What the task requires => Can you reproduce the material below, starting at the line that contains "Expected behaviour: for every instance of the red" and ending at the final line of the material, with requests included and every x and y coordinate in the answers scaled by 2.1 and rounded to a whole number (halves up)? Return only those lines.

Provided data =>
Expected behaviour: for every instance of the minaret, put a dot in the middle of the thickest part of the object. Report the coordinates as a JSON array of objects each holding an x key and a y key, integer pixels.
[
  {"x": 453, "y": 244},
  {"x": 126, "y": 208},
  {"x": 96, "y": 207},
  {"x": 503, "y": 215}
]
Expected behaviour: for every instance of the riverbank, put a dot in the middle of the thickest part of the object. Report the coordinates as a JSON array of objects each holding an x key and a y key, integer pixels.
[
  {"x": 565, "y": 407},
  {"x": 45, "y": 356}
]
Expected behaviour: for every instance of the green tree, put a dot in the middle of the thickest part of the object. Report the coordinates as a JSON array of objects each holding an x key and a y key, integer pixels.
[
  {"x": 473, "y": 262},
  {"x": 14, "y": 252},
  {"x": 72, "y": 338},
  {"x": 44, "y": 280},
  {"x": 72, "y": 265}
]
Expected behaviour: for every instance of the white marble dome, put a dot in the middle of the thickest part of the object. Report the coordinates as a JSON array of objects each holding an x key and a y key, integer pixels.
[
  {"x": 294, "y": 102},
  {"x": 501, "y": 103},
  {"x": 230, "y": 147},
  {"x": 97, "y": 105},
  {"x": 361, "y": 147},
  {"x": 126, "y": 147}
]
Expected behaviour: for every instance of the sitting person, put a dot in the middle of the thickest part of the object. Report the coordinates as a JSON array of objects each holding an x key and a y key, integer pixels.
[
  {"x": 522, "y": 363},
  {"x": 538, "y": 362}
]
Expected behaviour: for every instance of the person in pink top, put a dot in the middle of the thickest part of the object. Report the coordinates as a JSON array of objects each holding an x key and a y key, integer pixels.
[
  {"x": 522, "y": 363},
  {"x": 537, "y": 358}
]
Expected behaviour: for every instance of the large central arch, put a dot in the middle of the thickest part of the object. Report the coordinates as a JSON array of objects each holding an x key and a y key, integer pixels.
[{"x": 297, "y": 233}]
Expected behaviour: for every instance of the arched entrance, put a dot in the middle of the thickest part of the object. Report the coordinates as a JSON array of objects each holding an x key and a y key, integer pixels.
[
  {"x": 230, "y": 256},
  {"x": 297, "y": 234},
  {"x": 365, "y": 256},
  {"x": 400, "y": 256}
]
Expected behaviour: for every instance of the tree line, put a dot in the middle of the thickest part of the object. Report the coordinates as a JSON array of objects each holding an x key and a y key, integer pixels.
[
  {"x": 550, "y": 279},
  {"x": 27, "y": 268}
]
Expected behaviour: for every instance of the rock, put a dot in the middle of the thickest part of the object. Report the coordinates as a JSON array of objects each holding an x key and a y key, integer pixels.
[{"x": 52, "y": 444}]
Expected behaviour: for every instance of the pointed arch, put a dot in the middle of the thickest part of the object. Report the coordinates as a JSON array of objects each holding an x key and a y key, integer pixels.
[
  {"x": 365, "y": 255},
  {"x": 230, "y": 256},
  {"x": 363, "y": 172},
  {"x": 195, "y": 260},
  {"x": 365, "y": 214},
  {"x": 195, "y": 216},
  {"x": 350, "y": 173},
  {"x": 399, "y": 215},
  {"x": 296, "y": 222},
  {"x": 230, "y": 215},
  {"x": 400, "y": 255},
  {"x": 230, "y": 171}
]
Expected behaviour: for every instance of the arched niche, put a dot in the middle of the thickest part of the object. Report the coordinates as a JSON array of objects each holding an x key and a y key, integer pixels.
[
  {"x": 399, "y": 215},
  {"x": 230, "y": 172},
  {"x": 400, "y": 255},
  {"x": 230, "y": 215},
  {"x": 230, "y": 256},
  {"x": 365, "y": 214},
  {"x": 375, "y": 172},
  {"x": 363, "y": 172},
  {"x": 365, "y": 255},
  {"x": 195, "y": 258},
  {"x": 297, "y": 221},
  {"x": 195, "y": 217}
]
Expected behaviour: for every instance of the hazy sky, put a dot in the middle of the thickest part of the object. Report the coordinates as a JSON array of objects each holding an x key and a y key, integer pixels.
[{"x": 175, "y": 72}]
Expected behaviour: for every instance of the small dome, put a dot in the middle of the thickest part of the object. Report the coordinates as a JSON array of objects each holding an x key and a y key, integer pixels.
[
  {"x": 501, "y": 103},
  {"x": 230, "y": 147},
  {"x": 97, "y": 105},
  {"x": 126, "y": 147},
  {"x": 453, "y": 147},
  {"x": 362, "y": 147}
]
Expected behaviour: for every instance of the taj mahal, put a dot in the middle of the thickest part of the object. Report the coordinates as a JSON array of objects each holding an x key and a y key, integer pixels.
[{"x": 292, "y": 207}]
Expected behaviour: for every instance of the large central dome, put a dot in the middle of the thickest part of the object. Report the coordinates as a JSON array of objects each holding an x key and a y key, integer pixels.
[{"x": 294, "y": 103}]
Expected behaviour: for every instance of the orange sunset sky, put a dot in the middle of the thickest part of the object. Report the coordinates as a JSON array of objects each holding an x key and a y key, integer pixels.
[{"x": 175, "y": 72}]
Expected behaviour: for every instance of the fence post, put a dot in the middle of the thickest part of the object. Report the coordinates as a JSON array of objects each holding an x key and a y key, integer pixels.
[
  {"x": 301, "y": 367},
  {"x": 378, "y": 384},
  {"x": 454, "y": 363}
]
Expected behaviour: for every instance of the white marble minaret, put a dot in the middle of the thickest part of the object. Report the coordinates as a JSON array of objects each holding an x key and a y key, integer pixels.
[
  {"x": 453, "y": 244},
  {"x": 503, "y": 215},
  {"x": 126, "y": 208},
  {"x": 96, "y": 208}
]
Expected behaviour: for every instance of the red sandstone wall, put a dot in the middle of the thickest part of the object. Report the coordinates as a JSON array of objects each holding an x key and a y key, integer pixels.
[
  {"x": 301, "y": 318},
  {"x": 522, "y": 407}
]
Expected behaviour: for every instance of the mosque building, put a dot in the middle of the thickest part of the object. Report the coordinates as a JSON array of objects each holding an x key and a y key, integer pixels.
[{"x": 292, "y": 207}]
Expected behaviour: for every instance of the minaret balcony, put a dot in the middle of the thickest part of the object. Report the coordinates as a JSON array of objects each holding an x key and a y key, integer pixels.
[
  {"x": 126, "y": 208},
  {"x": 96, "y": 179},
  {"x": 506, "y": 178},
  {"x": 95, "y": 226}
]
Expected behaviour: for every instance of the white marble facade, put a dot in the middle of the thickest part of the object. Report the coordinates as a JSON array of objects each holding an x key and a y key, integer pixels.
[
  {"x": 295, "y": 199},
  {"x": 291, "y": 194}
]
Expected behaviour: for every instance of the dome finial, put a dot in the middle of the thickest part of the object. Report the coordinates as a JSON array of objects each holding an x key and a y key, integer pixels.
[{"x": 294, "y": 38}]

Response for this exercise =>
Expected behaviour: for every instance of the red sandstone wall, put a dot in the middle of the thickest part of the object. Report the coordinates as a JSON array of objects each holding an x key and a y key, integer pixels.
[
  {"x": 632, "y": 668},
  {"x": 1096, "y": 855}
]
Expected behaviour: for every instance of the mosque building, put a dot in the middle of the thickest part of the object. Report the coordinates as a JSON array of objects each holding an x key and a y key, integer pixels.
[{"x": 613, "y": 435}]
Expected behaviour: for every instance of the minaret balcony, put a dot in the middle of the thickest part of the object. Report the coordinates as a JSON array of objects each holding an x key and a y key, integer pixels.
[
  {"x": 265, "y": 437},
  {"x": 202, "y": 376},
  {"x": 1063, "y": 374},
  {"x": 200, "y": 475}
]
Expected behaviour: for every instance of the white marble facade, put a dot in the middle of the thickest part of the object. Report the coordinates as a JSON array of objects each holding an x key and a y key, integer pixels.
[
  {"x": 620, "y": 418},
  {"x": 611, "y": 407}
]
Expected behaviour: for every instance of the dome finial, put a dot in the middle of the thickest part of the object. Report the coordinates as a JSON array of objects each holding an x key and a y key, integer pixels.
[{"x": 617, "y": 80}]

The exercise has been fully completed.